Given instruction A: List every place name that appears in the passage about Ruben Palomares' childhood below.

Passage given:
..............................

Ruben Palomares’ childhood was far from idyllic. He was born in Jalisco, Mexico, on Nov. 18, 1969, the result of a union between his mother and a man who took advantage of her and then abandoned her at a bus stop.

His mother later married another man, who moved the family to Los Angeles when Palomares was a year old.

Money was a constant struggle for the family. Every year it seemed there was another mouth to feed. In all, there were 10 children in the Palomares family. His stepfather worked in construction but frequently lost jobs, Palomares said in court documents, because he was a drunk. To help out, Palomares collected aluminum cans. At age 12, when he started working in construction, his favorite uncle was killed in a drug deal gone awry.

..............................

Given instruction B: Output the entries from the line with "locate: white border" up to and including the last line of the entries, leaving out the pictures.

..............................

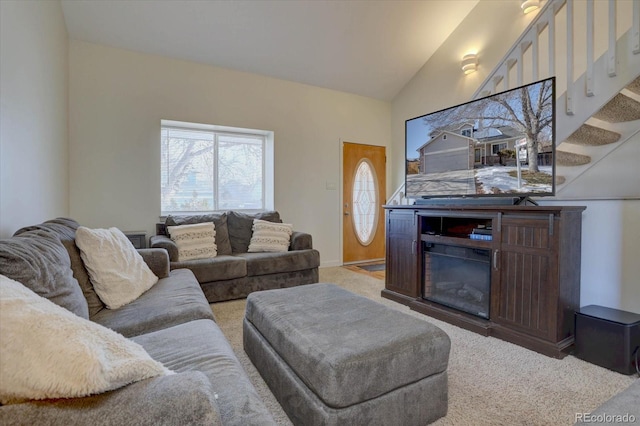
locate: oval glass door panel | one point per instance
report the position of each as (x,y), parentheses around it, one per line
(364,212)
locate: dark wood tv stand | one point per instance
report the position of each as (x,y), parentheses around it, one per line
(535,267)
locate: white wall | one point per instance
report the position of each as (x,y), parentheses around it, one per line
(118,97)
(33,114)
(610,229)
(610,245)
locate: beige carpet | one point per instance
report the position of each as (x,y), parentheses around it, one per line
(491,382)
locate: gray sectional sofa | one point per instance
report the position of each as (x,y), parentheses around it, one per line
(172,321)
(234,273)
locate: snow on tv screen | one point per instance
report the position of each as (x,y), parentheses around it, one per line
(499,145)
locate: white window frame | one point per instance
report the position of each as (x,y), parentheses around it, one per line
(268,159)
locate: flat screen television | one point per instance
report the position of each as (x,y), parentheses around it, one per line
(502,145)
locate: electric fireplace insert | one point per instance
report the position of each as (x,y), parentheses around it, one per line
(458,277)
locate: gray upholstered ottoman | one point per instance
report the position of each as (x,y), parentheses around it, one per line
(332,357)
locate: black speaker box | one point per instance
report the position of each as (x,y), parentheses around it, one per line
(608,338)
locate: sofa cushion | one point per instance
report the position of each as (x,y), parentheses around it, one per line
(218,268)
(118,273)
(178,399)
(270,237)
(194,241)
(201,346)
(48,352)
(38,260)
(273,263)
(219,220)
(173,300)
(65,229)
(241,227)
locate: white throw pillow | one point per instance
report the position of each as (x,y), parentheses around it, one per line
(270,236)
(47,351)
(118,273)
(195,241)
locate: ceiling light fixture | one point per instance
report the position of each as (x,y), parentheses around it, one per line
(530,5)
(469,63)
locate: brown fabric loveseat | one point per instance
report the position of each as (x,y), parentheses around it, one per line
(234,273)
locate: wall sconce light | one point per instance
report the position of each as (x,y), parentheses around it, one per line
(530,5)
(469,63)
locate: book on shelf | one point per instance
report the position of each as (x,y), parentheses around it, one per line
(482,237)
(482,231)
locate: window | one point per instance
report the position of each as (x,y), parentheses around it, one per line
(497,147)
(206,168)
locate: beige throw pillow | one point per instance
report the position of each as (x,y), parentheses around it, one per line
(118,273)
(195,241)
(48,352)
(270,236)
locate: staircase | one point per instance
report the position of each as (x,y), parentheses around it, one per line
(597,112)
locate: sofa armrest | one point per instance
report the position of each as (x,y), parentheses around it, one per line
(185,398)
(162,241)
(157,259)
(300,241)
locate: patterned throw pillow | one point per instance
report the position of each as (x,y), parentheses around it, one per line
(196,241)
(270,237)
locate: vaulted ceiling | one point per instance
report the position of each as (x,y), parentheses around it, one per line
(371,48)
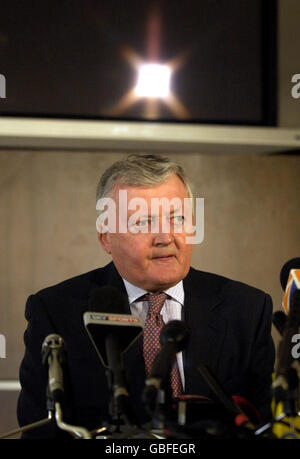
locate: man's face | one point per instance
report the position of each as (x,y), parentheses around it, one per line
(157,260)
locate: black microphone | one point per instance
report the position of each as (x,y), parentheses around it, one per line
(112,332)
(53,356)
(279,320)
(109,314)
(294,263)
(285,357)
(173,338)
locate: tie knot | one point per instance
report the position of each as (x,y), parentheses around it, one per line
(156,301)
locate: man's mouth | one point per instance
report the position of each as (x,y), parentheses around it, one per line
(164,257)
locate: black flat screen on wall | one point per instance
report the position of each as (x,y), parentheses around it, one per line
(194,61)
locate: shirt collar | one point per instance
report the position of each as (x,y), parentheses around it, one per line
(134,292)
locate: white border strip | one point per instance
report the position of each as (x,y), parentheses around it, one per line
(12,385)
(16,132)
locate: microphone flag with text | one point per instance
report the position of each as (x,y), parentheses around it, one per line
(53,356)
(112,331)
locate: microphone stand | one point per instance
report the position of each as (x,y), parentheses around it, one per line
(76,431)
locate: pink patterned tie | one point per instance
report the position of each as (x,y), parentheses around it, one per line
(151,345)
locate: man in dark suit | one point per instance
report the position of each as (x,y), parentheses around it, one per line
(229,322)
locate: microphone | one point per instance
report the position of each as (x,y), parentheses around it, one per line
(173,338)
(285,357)
(229,403)
(112,333)
(290,281)
(108,315)
(53,355)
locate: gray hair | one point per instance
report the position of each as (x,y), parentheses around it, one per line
(140,170)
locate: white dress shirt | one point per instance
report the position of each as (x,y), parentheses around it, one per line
(171,310)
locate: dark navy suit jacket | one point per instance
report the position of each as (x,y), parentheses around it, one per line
(230,331)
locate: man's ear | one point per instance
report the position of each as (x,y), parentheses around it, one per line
(105,241)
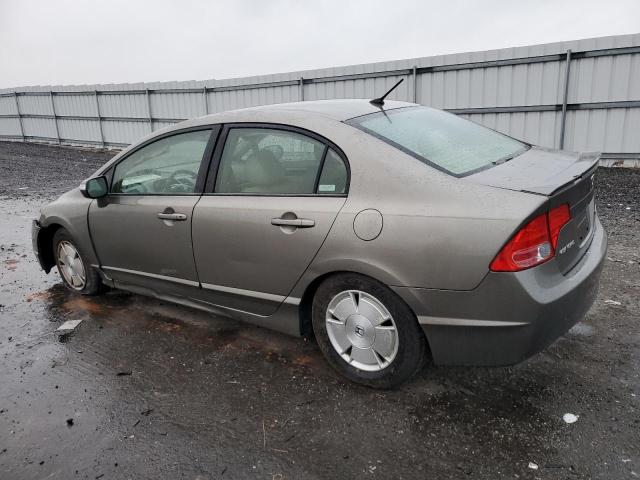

..............................

Output A:
Jalisco
Mexico
Los Angeles

Output B:
locate: white border strip | one point per instance
report the position of each as (x,y), parentheses around it, one per line
(12,385)
(16,132)
locate: microphone flag with text | one point per instance
report the position of each as (x,y), parentheses around it, one per line
(53,356)
(112,331)
locate: microphone stand | one point per instance
report the position of each as (x,y), parentheses around it, one per line
(76,431)
locate: pink patterned tie | one point per instance
report the position of each as (x,y), parentheses around it, one per line
(151,345)
locate: man in dark suit | one point per instance
report the position of each as (x,y), parentheses around it, one per line
(229,322)
locate: microphone | one point per instance
report the position of each as (x,y), parentheses around it, one per line
(173,338)
(285,357)
(229,403)
(112,333)
(290,281)
(108,315)
(53,355)
locate: gray hair | one point per instance
report the position of each as (x,y), parentheses around it, one per line
(140,170)
locate: white dress shirt | one point per instance
report the position of each as (x,y), parentheses around it, one per line
(171,310)
locate: dark navy suit jacket | one point per instance
report the position of each as (x,y), parentheses around it, one per line
(230,331)
locate: man's ear | one point per instance
report the position of each as (x,y), parentheses around it, one per line
(105,241)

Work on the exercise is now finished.